*** TASK MATERIAL ***
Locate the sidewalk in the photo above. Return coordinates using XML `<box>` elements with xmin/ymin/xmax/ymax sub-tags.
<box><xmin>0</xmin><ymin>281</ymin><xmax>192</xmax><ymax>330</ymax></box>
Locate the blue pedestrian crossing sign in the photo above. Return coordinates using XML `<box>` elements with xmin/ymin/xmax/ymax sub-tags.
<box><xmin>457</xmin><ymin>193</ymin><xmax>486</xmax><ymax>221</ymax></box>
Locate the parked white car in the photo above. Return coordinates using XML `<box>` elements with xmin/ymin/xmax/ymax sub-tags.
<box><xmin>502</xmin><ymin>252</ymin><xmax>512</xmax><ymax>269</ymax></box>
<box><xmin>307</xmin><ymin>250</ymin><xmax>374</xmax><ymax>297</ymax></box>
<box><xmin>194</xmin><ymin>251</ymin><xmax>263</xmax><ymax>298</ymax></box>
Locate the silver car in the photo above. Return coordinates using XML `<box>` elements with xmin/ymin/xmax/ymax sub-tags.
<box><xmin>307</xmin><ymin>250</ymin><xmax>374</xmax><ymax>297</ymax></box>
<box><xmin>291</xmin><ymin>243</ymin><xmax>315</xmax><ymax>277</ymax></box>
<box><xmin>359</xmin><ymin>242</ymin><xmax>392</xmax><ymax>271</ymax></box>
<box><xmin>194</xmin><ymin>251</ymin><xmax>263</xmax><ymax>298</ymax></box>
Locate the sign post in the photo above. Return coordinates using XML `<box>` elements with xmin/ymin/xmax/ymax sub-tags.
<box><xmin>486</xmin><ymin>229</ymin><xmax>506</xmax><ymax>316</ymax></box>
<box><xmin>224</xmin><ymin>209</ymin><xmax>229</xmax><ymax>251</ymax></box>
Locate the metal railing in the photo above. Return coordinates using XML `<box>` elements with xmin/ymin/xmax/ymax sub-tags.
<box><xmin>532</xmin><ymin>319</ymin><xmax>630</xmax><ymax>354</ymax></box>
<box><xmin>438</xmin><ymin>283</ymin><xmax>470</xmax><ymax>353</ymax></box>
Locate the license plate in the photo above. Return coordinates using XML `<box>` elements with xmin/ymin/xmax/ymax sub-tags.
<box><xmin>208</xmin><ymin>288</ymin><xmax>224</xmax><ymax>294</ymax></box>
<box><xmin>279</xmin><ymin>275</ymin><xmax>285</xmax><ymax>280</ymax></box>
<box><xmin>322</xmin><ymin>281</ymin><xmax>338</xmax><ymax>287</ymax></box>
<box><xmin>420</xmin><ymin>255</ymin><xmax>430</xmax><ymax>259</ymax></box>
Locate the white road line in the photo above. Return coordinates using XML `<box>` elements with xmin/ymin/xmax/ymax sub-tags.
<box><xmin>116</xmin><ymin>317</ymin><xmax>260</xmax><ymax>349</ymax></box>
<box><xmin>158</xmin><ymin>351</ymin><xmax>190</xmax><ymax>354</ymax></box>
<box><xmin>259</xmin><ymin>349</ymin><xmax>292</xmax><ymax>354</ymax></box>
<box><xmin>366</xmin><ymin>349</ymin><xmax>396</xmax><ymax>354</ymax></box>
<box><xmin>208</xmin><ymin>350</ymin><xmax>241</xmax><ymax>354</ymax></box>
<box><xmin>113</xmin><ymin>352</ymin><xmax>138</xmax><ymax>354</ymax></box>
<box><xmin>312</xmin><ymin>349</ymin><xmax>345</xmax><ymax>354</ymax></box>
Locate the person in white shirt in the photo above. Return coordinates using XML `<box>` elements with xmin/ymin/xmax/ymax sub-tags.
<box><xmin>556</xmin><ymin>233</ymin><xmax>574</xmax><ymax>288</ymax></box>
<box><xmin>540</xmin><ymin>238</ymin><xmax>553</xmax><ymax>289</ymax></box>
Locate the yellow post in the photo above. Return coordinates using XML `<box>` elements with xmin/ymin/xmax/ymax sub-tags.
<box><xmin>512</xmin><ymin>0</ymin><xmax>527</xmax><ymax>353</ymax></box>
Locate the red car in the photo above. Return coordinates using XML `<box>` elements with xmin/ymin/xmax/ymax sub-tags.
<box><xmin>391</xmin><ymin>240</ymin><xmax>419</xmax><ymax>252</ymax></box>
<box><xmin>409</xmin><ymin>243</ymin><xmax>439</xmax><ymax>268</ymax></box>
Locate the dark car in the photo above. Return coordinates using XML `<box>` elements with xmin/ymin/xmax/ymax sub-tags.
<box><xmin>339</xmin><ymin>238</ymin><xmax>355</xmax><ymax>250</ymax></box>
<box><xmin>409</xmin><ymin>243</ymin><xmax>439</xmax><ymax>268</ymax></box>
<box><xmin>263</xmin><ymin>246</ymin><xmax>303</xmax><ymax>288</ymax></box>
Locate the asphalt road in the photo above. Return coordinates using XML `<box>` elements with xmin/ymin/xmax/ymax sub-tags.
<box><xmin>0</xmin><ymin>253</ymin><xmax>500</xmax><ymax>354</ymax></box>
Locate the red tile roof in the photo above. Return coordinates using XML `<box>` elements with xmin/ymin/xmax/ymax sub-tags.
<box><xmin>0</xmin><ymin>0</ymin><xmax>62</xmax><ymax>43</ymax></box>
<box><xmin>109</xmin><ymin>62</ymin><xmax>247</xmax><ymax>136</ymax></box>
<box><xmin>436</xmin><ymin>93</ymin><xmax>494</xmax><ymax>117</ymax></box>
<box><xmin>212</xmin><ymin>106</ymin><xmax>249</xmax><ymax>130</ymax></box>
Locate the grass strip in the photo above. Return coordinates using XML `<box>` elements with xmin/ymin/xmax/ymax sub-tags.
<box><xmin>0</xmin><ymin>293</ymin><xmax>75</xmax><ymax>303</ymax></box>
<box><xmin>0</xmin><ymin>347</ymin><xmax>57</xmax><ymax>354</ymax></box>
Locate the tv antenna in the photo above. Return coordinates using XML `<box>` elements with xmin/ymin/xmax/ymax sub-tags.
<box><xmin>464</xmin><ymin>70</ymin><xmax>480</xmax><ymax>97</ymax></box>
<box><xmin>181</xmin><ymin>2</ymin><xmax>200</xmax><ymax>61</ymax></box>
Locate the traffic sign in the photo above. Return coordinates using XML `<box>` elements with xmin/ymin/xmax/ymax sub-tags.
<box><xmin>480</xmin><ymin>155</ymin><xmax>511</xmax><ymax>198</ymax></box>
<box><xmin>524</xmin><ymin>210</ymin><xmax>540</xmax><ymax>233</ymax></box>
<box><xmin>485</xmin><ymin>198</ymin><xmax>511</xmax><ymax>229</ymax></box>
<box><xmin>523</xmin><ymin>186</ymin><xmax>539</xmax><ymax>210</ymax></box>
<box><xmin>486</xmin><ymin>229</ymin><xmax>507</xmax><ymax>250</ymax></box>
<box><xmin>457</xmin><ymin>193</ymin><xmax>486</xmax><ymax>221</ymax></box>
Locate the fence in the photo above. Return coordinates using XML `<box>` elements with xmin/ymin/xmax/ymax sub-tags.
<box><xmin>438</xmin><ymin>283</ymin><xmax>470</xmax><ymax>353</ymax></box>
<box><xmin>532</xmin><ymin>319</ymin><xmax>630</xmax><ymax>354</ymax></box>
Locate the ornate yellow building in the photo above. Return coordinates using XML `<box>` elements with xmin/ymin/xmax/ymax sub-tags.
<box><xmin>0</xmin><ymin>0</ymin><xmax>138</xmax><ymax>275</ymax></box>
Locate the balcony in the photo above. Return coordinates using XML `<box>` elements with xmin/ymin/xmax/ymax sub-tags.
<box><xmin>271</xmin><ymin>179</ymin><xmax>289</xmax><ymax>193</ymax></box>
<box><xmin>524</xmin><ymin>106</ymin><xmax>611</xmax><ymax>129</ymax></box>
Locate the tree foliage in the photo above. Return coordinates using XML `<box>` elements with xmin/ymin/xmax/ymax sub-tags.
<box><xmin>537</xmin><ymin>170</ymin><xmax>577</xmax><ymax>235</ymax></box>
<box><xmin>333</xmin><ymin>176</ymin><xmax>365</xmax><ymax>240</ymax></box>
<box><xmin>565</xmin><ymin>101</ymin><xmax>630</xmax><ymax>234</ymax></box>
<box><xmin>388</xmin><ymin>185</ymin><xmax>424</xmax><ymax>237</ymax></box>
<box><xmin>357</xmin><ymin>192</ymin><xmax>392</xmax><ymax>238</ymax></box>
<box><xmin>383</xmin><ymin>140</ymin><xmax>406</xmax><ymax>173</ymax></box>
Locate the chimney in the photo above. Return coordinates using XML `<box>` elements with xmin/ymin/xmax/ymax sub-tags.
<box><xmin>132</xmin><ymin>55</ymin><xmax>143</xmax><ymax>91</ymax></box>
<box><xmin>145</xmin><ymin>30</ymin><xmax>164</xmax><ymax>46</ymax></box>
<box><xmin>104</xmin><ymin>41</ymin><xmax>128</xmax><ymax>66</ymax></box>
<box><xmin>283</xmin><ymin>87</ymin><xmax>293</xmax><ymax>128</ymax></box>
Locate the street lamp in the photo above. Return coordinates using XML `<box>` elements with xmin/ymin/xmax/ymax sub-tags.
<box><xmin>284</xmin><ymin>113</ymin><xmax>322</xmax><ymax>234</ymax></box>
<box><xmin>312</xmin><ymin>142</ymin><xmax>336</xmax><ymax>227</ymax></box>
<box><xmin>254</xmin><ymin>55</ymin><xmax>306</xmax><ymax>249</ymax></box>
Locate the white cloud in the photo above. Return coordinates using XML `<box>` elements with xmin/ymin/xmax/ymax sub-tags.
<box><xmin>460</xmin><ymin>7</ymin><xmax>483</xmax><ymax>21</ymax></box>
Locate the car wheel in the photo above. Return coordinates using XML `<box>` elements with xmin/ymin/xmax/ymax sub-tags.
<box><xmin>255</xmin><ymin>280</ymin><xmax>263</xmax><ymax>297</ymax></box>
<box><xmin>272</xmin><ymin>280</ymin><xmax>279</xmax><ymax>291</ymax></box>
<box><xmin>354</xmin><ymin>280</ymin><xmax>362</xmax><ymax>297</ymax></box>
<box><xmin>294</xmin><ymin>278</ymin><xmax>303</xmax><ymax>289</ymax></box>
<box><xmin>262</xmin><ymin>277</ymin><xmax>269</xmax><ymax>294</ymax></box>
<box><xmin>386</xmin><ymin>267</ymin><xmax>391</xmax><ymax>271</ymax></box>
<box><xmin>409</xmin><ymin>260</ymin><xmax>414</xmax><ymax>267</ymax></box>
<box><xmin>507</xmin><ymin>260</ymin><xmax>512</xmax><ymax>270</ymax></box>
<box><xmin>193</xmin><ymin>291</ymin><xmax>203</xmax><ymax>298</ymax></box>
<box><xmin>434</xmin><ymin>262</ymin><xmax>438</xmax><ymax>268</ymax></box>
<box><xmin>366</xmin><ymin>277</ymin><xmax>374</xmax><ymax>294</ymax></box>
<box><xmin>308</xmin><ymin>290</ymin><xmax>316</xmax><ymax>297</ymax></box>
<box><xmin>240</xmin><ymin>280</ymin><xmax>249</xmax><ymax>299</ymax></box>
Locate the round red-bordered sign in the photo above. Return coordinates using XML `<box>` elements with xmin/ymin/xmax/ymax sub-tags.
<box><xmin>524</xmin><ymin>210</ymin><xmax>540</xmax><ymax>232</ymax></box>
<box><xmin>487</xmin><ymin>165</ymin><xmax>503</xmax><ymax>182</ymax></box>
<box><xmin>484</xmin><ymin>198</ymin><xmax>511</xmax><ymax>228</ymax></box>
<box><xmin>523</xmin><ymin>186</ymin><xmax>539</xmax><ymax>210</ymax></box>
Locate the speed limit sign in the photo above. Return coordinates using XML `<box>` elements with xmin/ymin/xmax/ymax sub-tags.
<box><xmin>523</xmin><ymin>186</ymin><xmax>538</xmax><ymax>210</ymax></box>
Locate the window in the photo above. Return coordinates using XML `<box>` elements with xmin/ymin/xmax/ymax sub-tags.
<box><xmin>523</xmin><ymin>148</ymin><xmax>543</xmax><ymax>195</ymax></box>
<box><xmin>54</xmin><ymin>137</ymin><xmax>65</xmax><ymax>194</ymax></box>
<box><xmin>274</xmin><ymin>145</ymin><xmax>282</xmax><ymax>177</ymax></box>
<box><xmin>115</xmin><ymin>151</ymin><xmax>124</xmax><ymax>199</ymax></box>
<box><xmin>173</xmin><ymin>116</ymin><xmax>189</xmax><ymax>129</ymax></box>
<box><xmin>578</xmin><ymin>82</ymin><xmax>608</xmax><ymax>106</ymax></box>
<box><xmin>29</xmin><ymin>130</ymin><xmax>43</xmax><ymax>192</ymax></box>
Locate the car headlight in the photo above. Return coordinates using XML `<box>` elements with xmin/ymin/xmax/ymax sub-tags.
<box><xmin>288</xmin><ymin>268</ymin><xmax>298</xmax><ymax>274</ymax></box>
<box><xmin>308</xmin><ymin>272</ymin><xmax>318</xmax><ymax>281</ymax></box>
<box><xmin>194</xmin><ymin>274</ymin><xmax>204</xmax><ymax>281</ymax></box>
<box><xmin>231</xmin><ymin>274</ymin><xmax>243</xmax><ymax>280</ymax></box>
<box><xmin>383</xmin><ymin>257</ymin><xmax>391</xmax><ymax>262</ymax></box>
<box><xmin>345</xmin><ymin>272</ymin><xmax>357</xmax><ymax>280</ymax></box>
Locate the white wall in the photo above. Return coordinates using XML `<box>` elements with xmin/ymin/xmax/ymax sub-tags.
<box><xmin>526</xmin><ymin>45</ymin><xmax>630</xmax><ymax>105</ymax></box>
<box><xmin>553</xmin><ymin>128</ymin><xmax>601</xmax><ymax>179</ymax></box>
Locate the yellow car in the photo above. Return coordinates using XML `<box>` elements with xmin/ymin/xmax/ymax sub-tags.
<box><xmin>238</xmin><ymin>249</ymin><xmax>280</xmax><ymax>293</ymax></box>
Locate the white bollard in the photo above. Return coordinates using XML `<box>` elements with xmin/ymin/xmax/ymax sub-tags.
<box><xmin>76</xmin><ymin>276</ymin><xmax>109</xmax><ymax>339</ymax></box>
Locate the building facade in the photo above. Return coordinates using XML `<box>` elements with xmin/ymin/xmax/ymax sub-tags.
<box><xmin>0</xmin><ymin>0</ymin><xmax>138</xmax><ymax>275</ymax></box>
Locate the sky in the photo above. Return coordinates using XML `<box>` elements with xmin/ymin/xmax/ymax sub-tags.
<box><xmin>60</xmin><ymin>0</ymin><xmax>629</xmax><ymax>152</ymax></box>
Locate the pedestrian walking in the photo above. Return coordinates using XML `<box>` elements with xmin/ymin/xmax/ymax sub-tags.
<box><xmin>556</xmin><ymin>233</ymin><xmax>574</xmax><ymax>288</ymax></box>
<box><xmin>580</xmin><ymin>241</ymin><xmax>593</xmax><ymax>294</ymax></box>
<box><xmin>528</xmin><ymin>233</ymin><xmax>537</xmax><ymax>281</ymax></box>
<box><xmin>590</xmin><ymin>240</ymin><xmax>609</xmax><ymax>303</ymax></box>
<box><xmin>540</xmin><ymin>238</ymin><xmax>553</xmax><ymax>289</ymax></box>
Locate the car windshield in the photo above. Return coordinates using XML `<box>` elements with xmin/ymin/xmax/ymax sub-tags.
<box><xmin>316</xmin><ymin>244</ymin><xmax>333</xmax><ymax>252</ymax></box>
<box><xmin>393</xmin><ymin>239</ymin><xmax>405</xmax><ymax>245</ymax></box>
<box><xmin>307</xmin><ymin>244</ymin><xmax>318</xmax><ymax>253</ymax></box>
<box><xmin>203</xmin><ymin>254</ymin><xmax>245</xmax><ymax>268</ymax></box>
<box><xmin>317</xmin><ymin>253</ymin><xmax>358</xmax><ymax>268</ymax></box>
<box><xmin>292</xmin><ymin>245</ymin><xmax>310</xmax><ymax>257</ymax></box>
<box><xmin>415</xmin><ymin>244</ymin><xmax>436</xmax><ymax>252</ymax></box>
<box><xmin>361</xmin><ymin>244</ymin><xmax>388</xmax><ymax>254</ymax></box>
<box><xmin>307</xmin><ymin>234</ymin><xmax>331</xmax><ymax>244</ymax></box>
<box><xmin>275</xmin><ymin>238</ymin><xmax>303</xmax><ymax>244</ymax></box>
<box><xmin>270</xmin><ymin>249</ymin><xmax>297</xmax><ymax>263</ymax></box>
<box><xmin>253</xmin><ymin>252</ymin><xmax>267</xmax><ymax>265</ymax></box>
*** End of TASK MATERIAL ***
▶ **YOUR OBJECTIVE**
Lines from the one containing "Locate the sky" to the last line above, both included: copy these exactly and write nothing else.

▶ **SOLUTION**
Locate the sky in the photo above. Return coordinates using XML `<box>` elements with xmin/ymin/xmax/ymax sub-tags.
<box><xmin>60</xmin><ymin>0</ymin><xmax>629</xmax><ymax>152</ymax></box>
Locate the pedestrian walking in the photo above. Return coordinates using XML `<box>` elements with xmin/ymin/xmax/ymax sub-tags.
<box><xmin>556</xmin><ymin>233</ymin><xmax>574</xmax><ymax>288</ymax></box>
<box><xmin>580</xmin><ymin>241</ymin><xmax>593</xmax><ymax>294</ymax></box>
<box><xmin>528</xmin><ymin>233</ymin><xmax>537</xmax><ymax>281</ymax></box>
<box><xmin>590</xmin><ymin>240</ymin><xmax>609</xmax><ymax>303</ymax></box>
<box><xmin>540</xmin><ymin>238</ymin><xmax>553</xmax><ymax>289</ymax></box>
Locate the car windshield in the photo above. Return coordinates using XML `<box>` elements with xmin/ymin/xmax/ymax sub-tags.
<box><xmin>316</xmin><ymin>244</ymin><xmax>333</xmax><ymax>252</ymax></box>
<box><xmin>393</xmin><ymin>239</ymin><xmax>405</xmax><ymax>245</ymax></box>
<box><xmin>307</xmin><ymin>244</ymin><xmax>318</xmax><ymax>253</ymax></box>
<box><xmin>203</xmin><ymin>254</ymin><xmax>245</xmax><ymax>268</ymax></box>
<box><xmin>317</xmin><ymin>253</ymin><xmax>358</xmax><ymax>268</ymax></box>
<box><xmin>292</xmin><ymin>245</ymin><xmax>310</xmax><ymax>257</ymax></box>
<box><xmin>415</xmin><ymin>244</ymin><xmax>436</xmax><ymax>252</ymax></box>
<box><xmin>361</xmin><ymin>244</ymin><xmax>388</xmax><ymax>254</ymax></box>
<box><xmin>307</xmin><ymin>234</ymin><xmax>331</xmax><ymax>244</ymax></box>
<box><xmin>275</xmin><ymin>238</ymin><xmax>303</xmax><ymax>244</ymax></box>
<box><xmin>270</xmin><ymin>249</ymin><xmax>297</xmax><ymax>263</ymax></box>
<box><xmin>253</xmin><ymin>252</ymin><xmax>267</xmax><ymax>265</ymax></box>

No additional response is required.